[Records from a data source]
━━━━━━━━━━━━━━━━━━━━━━━━━━━━━━

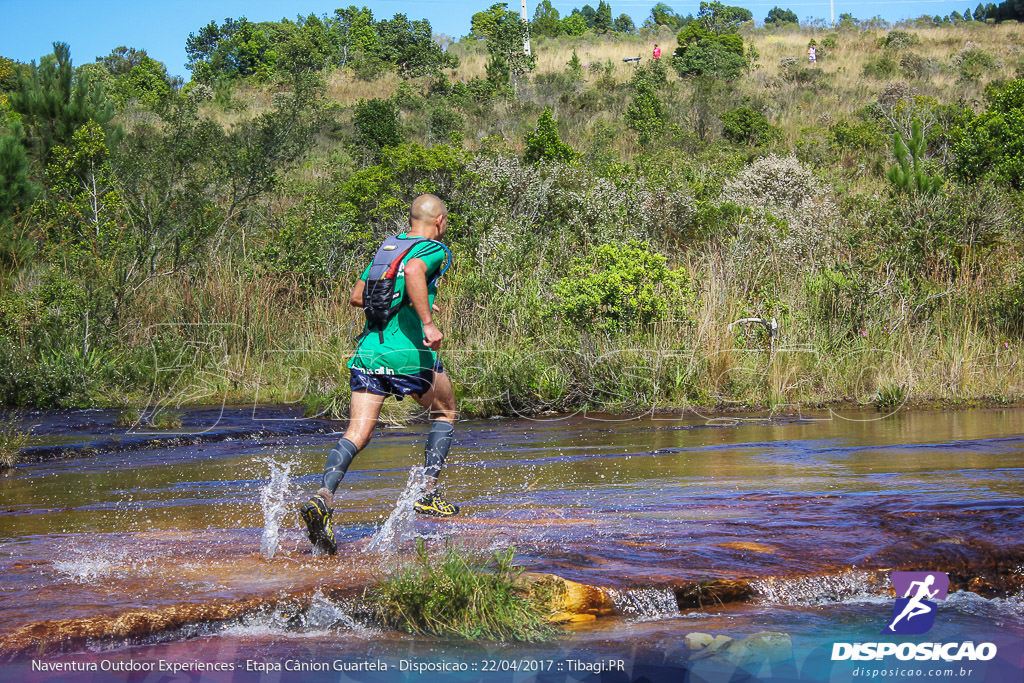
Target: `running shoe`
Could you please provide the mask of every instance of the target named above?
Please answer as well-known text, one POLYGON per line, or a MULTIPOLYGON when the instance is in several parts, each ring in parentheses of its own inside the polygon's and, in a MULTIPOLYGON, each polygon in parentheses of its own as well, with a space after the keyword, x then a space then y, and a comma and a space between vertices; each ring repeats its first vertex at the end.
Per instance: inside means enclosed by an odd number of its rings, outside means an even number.
POLYGON ((434 515, 435 517, 451 517, 459 512, 458 505, 449 503, 437 491, 431 491, 413 503, 412 509, 421 515, 434 515))
POLYGON ((334 542, 334 527, 331 526, 331 515, 334 510, 327 507, 323 496, 317 494, 299 508, 302 521, 306 523, 306 534, 313 549, 320 554, 333 555, 338 551, 334 542))

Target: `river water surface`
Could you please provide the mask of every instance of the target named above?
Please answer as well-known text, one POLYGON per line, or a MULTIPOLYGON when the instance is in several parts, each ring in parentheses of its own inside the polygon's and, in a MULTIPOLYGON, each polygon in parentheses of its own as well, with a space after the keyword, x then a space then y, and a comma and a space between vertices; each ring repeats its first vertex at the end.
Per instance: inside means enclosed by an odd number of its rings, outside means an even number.
MULTIPOLYGON (((1022 410, 460 422, 451 520, 396 510, 428 427, 383 429, 342 483, 335 557, 310 553, 296 508, 341 425, 297 415, 192 411, 173 435, 115 428, 105 411, 29 415, 35 442, 0 478, 0 678, 66 680, 39 662, 232 662, 260 678, 372 660, 392 674, 352 680, 859 680, 864 662, 831 661, 834 643, 885 640, 889 572, 918 570, 947 573, 950 595, 910 639, 992 642, 999 655, 962 680, 1024 680, 1022 410), (543 646, 368 626, 359 591, 415 538, 515 546, 530 571, 609 589, 614 610, 543 646), (684 643, 764 631, 792 656, 744 665, 684 643), (625 673, 595 673, 620 660, 625 673)), ((238 671, 207 677, 250 680, 238 671)))

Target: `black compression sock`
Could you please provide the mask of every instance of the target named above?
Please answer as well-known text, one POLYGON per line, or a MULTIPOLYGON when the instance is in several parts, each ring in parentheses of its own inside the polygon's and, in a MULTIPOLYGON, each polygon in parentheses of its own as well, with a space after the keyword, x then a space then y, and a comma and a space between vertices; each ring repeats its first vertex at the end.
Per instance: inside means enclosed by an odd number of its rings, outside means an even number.
POLYGON ((427 447, 423 451, 423 467, 428 477, 437 477, 448 457, 448 449, 452 445, 452 433, 455 425, 451 422, 435 420, 427 436, 427 447))
POLYGON ((352 464, 352 458, 356 457, 359 449, 356 445, 342 437, 338 445, 331 449, 327 456, 327 464, 324 465, 324 488, 334 493, 338 490, 338 484, 345 478, 348 466, 352 464))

━━━━━━━━━━━━━━━━━━━━━━━━━━━━━━

▸ **Directions**
With the pictures omitted, the records above are to be repeated exactly.

▸ **Result of the task**
Target: `running shoe`
Could you please provide the mask of every instance of the target named above?
Please answer as well-known text, one POLYGON per line, or a MULTIPOLYGON when the instance is in several parts, each ring in parentheses of its own inside the polygon's and, in a MULTIPOLYGON, each polygon in parentheses of its own as well, with a space after the keyword, x then a space then y, and a comma and a space between vertices; each ring repeats its first vertex at the end.
Per instance: inside means enclosed by an odd number of its rings, outside means an even number.
POLYGON ((434 515, 435 517, 451 517, 459 512, 458 505, 449 503, 437 491, 431 491, 413 503, 412 509, 421 515, 434 515))
POLYGON ((334 542, 334 527, 331 526, 331 515, 334 510, 327 507, 323 496, 317 494, 299 508, 302 521, 306 523, 306 534, 313 549, 320 554, 333 555, 338 551, 334 542))

Target: `river water surface`
Could you please provide the mask of every instance of the target named above?
Please answer as well-known text, one POLYGON per line, or a MULTIPOLYGON when the instance is in several parts, each ring in parentheses of its own inside the polygon's and, in a MULTIPOLYGON, each polygon in parentheses of its own as well, with a space after the keyword, x then a space then y, and a comma and a space between vertices; each ring repeats its first vertex at the end.
Per instance: inside means enclosed by an odd number of its rings, outside means an even number.
MULTIPOLYGON (((1022 410, 460 422, 451 520, 396 510, 428 427, 383 429, 342 483, 335 557, 310 553, 296 508, 341 425, 297 415, 192 411, 173 435, 115 428, 105 411, 29 415, 35 442, 0 478, 0 678, 66 680, 39 662, 232 662, 260 678, 372 660, 392 674, 352 680, 859 680, 864 662, 831 661, 834 643, 885 640, 889 572, 918 570, 947 573, 950 595, 910 639, 992 642, 999 655, 962 680, 1024 680, 1022 410), (543 646, 368 626, 359 591, 415 538, 515 546, 530 571, 609 589, 614 610, 543 646), (684 643, 764 631, 792 656, 744 665, 684 643), (625 673, 595 673, 620 660, 625 673)), ((238 671, 207 677, 250 680, 238 671)))

Target: `black compression sock`
Could you please provide the mask of every instance of the target named above?
Please answer as well-known text, one POLYGON per line, or a MULTIPOLYGON when the instance is in several parts, each ring in parentheses of its own inside the polygon's and, in a MULTIPOLYGON, each polygon in parentheses of its own as well, with a space after the keyword, x then a space then y, and a comma and a space between vertices; each ring repeats its first vertex at the end.
Per instance: inside means enclosed by an odd number of its rings, outside means an even number.
POLYGON ((427 447, 423 451, 423 467, 428 477, 437 477, 448 457, 448 449, 452 445, 452 433, 455 425, 451 422, 435 420, 427 436, 427 447))
POLYGON ((352 464, 352 458, 356 457, 359 449, 356 445, 342 437, 338 445, 331 449, 327 456, 327 464, 324 465, 324 488, 334 493, 338 490, 338 484, 345 478, 348 466, 352 464))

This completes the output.